Extracted material:
= = = = = = =
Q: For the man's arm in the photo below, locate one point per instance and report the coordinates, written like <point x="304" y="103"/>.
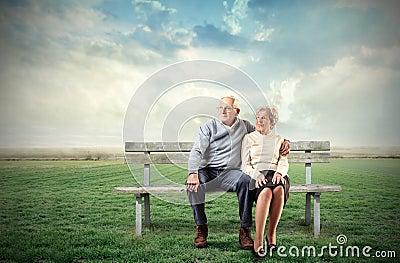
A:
<point x="195" y="157"/>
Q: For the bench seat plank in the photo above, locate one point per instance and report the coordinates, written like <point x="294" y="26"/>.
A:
<point x="303" y="188"/>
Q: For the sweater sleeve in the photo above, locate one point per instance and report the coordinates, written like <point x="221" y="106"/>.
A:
<point x="198" y="149"/>
<point x="245" y="153"/>
<point x="283" y="164"/>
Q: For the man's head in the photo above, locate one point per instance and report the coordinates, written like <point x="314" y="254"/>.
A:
<point x="228" y="110"/>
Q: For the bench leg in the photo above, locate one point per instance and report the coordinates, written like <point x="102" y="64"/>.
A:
<point x="147" y="210"/>
<point x="317" y="226"/>
<point x="308" y="208"/>
<point x="138" y="214"/>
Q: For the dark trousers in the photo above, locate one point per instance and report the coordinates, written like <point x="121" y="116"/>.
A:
<point x="212" y="179"/>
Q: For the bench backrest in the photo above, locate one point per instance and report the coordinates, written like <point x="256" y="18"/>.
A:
<point x="148" y="153"/>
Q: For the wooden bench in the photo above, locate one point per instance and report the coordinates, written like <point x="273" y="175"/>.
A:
<point x="149" y="153"/>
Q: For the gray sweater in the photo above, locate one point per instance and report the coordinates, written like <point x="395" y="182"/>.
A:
<point x="218" y="146"/>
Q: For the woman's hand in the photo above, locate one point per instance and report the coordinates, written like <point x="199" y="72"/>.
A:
<point x="261" y="180"/>
<point x="192" y="182"/>
<point x="278" y="178"/>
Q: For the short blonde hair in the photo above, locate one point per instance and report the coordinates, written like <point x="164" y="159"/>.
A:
<point x="272" y="114"/>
= = = = = = =
Set task:
Reproduce the material above in full, exactly, with no images.

Exercise response:
Q: For the man's arm in the photo below, locate one point per instance and report the coordinates, written like <point x="304" y="103"/>.
A:
<point x="195" y="157"/>
Q: For the bench seat plank in the photo above, locate one point per instance and report the coordinates, written like <point x="294" y="26"/>.
A:
<point x="303" y="188"/>
Q: For the sweater sleeve in the photo above, locate one point per instance and report the coordinates, written like <point x="221" y="106"/>.
A:
<point x="198" y="149"/>
<point x="245" y="153"/>
<point x="283" y="164"/>
Q: For the man's head in the photo above, locate one point per instance and report the coordinates, written like <point x="314" y="254"/>.
A:
<point x="228" y="110"/>
Q: For the bench leg in the photo above, locate one point per instance and report the coordinates, written like <point x="102" y="64"/>.
A:
<point x="147" y="210"/>
<point x="317" y="226"/>
<point x="308" y="208"/>
<point x="138" y="214"/>
Q: For the dark trousers in the photo above, locate one point per instance and report the coordinates, written like <point x="121" y="116"/>.
A:
<point x="212" y="179"/>
Q: For the bench backrest in the photo above, locate one point per instance and report the coordinates, written like <point x="256" y="18"/>.
A:
<point x="148" y="153"/>
Q: For the wooden bench in the photo above, locate one point per instance and report the coordinates, written like <point x="273" y="175"/>.
A:
<point x="149" y="153"/>
Q: For the gray sweater in the photo above, locate one point per instance and report the coordinates, written like <point x="395" y="182"/>.
A:
<point x="218" y="146"/>
Q: For the woman's hand in the photo above, locate one point per instance and report the coordinates, written like <point x="199" y="72"/>.
A:
<point x="261" y="180"/>
<point x="192" y="182"/>
<point x="278" y="178"/>
Q: For the short blonde hair in the photo above, locate one point per instance and report the coordinates, written like <point x="164" y="159"/>.
A:
<point x="272" y="114"/>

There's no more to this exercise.